[begin Excerpt]

###### tags: `mcnf` `monte carlo` `expository`
# Monte Carlo Estimation of Nonlinear Functionals: Unbiased Estimators via Stopping Times
**Overview**: In this note, I will again return to the task of estimation of nonlinear functions of expectations. In contrast to the previous note, we will set our sights on designing truly unbiased estimators. There will be a slight twist, in that this goal is achieved by constructing estimators whose cost of simulation is random.
## A Simple Example: Estimating Rational Functions of Probabilities
Suppose that we have access to a stream of iid random variables $\{ X_i \}_{i \geqslant 1} \sim \text{Bernoulli}(p)$, and we wish to estimate functions of $p$. It is useful to observe the following:
* Given any number of samples, we can unbiasedly estimate $p$ by taking the sample mean of the $X_i$.
* Given $N \geqslant m$ samples, we can unbiasedly estimate $p^m$, using the expression $p^m = \mathbf{E}_{P^{\otimes m}}[X_1 \cdots X_m]$.
* As a corollary, given $N$ samples, we can unbiasedly any estimate any polynomial in $p$ of degree $\leqslant N$.
* Conversely, the only functions of $p$ which can be unbiasedly estimated given a fixed number of samples are polynomials in $p$ of appropriate degree.
As such, for non-polynomial $f$, we must observe that any fixed number of samples will not allow unbiased estimates to be formed. Fortunately, there are still perfectly good estimation scheme which use a non-fixed number of samples!

[end Excerpt]

Extend the note on unbiased Monte Carlo estimation via stopping times, starting right after its final sentence.

[begin Data supplied]

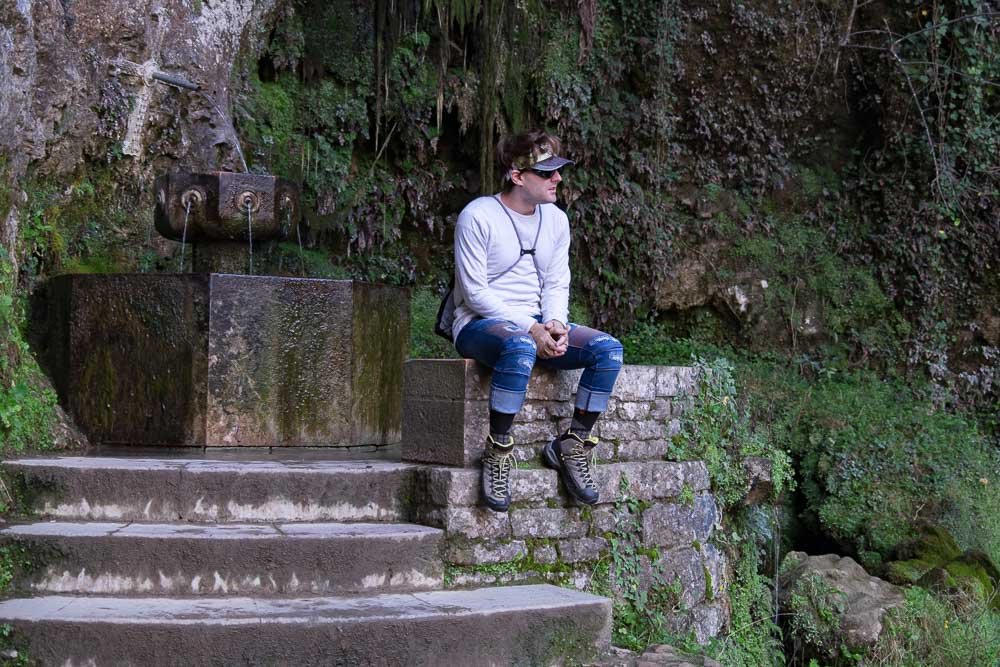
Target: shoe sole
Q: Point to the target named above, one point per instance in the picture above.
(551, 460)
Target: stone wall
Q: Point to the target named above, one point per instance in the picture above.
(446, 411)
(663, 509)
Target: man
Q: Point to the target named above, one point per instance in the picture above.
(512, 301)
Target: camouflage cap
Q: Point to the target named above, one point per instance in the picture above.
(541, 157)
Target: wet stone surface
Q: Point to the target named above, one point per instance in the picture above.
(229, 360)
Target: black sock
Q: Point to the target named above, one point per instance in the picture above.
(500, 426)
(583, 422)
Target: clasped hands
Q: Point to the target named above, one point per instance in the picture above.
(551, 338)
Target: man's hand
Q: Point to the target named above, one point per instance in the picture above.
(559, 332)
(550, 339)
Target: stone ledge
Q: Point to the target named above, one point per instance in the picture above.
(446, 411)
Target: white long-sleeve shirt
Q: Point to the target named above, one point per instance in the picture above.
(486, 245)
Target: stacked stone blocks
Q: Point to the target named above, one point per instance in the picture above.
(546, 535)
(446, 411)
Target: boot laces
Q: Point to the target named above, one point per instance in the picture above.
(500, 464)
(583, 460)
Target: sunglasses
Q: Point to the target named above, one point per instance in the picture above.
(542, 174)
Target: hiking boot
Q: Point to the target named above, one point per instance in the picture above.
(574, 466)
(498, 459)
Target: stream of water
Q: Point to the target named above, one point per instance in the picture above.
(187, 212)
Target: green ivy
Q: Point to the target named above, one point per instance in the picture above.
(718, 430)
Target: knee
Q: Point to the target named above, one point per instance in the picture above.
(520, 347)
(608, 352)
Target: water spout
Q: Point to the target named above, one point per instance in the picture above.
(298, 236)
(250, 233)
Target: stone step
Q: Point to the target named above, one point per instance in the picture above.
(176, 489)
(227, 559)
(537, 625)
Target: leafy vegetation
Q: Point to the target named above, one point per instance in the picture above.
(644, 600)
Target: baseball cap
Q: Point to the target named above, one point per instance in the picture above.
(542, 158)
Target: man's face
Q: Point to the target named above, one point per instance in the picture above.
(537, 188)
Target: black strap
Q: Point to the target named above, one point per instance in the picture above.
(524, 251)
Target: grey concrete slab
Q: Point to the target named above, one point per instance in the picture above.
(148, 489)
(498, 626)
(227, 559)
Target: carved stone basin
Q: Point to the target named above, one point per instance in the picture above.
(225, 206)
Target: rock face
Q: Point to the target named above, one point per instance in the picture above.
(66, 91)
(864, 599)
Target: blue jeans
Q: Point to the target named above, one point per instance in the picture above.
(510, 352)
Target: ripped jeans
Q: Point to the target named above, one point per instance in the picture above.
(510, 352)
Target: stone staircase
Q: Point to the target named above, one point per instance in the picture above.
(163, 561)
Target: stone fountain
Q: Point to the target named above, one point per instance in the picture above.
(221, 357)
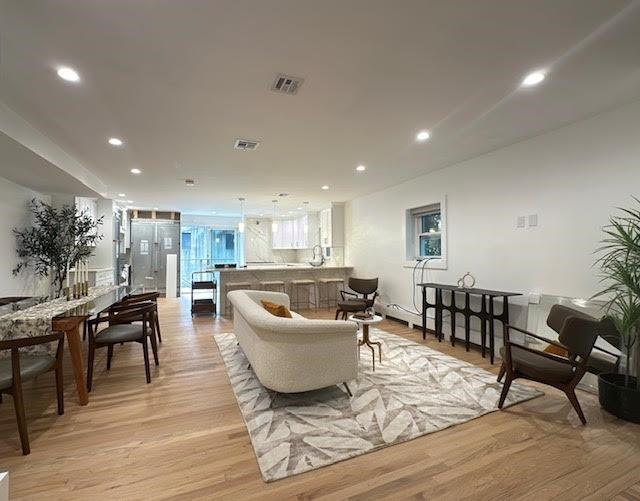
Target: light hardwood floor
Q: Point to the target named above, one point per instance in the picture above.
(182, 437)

[end Data supplied]

**Exercise result**
Consider the following protocol: given an infinite stream of $\text{Bernoulli}(p)$ random variables $\{ X_i \}_{i \geqslant 1}$, keep observing the outcomes of these variables until you observe $k \geqslant 1$ occurrences of $X_i = 1$. That is, let
\begin{align}
N = \inf \left\{ n \geqslant 1 : \sum_{i = 1}^n X_i \geqslant k \right\}.
\end{align}
The law of $N$ generated in this way is known as a *negative binomial* distribution. It is a useful exercise to prove that
\begin{align}
\mathbf{P}(N = n) = {n - 1 \choose k - 1} p^k (1-p)^{n-k} \quad \text{for} \, n \geqslant k.
\end{align}
With this construction in mind, we might wonder whether $N$ can be used to estimate functionals of $p$. We should expect the typical value of $N$ to be inversely related with $p$, i.e. for smaller values of $p$, it should take longer to observe many occurrences of $X_i = 1$, and vice versa.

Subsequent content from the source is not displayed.